### INFORMATION SUPPLIED
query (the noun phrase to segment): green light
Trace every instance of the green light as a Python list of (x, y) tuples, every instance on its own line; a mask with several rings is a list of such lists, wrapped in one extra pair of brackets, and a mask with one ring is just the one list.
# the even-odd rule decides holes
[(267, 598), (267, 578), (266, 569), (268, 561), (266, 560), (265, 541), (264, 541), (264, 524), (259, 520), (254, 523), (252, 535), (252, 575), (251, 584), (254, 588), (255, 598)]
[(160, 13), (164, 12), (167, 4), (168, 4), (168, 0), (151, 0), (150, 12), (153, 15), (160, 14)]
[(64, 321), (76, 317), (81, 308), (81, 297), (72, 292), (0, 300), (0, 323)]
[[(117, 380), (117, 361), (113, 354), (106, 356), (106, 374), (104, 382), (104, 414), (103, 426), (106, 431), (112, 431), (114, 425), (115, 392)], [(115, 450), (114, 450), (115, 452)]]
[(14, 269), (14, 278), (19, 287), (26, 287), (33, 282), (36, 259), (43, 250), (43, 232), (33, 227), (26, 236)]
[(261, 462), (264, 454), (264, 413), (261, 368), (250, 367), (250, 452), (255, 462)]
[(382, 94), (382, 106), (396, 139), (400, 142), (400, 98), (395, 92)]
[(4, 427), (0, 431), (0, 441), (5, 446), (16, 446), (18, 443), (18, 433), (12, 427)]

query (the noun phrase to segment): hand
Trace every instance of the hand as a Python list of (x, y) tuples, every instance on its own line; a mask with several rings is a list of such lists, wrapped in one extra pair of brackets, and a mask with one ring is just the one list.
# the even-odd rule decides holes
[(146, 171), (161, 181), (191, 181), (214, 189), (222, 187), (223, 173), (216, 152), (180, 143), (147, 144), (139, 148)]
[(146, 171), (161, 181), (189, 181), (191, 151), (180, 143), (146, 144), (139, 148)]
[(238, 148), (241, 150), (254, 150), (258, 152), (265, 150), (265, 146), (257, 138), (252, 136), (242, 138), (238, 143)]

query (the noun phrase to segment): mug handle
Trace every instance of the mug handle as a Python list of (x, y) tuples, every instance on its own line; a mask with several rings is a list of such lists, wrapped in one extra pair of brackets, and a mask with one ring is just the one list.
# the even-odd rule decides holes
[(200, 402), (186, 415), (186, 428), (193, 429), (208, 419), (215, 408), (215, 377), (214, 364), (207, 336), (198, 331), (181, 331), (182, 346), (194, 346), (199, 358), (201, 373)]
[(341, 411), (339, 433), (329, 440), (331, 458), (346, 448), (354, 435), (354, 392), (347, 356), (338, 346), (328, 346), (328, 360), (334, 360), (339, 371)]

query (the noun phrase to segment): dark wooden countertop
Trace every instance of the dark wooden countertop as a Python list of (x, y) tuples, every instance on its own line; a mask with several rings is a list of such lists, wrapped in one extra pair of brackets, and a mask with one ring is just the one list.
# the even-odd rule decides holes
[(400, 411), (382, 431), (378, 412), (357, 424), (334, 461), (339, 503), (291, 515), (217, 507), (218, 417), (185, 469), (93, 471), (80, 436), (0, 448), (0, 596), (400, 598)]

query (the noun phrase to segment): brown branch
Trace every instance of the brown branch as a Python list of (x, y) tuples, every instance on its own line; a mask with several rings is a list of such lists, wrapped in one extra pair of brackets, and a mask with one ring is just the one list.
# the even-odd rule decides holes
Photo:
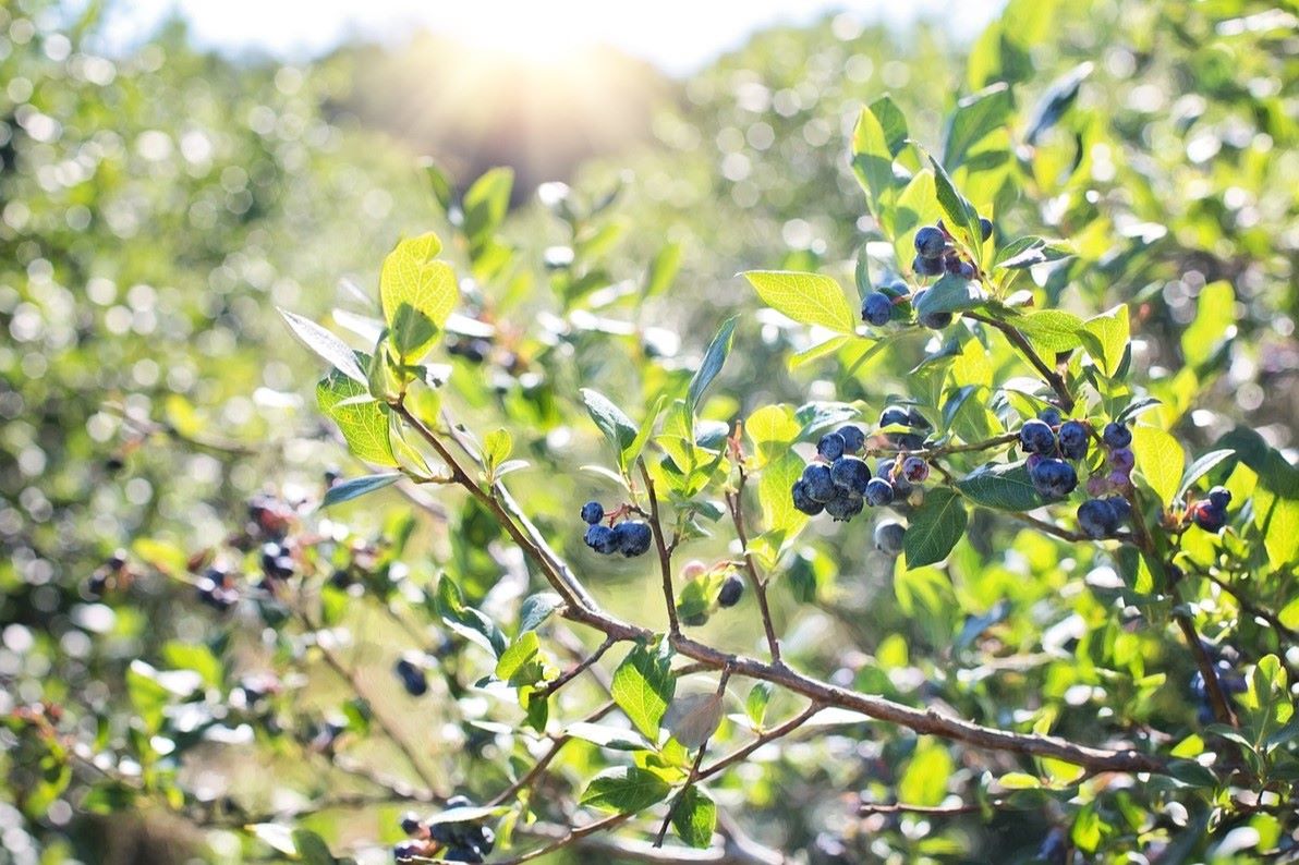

### INSTRUCTIONS TO FOLLOW
Please copy out the data starting at the line that contains "query (the noun phrase to segment): hand" and ending at the line that contains "360), (339, 371)]", keeping every line's text unchanged but offsetting each x and y coordinate in the polygon outlines by -70.

### RESULT OF THE TASK
query (the noun phrase to segment): hand
Trace every instance of the hand as a Python list of (x, y) tuples, every instance on its own line; a mask with several rings is a list of such lists, wrapped in one extra pair of brackets, and a mask with one ring is just the one list.
# the even-odd rule decides holes
[(76, 101), (91, 111), (121, 111), (144, 119), (152, 117), (153, 103), (146, 82), (110, 73), (77, 74), (69, 78)]
[(76, 101), (91, 111), (119, 111), (121, 81), (110, 73), (76, 74), (69, 78)]
[(168, 78), (171, 80), (184, 80), (188, 82), (195, 80), (195, 76), (187, 68), (182, 66), (172, 68), (168, 73)]

query (the noun phrase to segment): mug handle
Trace every instance of the mug handle as a Python list of (x, y) tuples, every instance on its own line; a mask with several rings is a list of such lists, wrapped in one extra pair of brackets, and a mask with one ring is just the one list.
# the even-odd rule decides holes
[(130, 332), (116, 345), (116, 358), (123, 359), (138, 349), (145, 338), (145, 307), (144, 294), (137, 266), (128, 261), (111, 261), (112, 276), (124, 276), (129, 288), (131, 303)]
[(271, 341), (269, 363), (259, 370), (261, 388), (276, 378), (284, 365), (284, 322), (277, 286), (268, 276), (258, 276), (258, 290), (264, 290), (269, 301)]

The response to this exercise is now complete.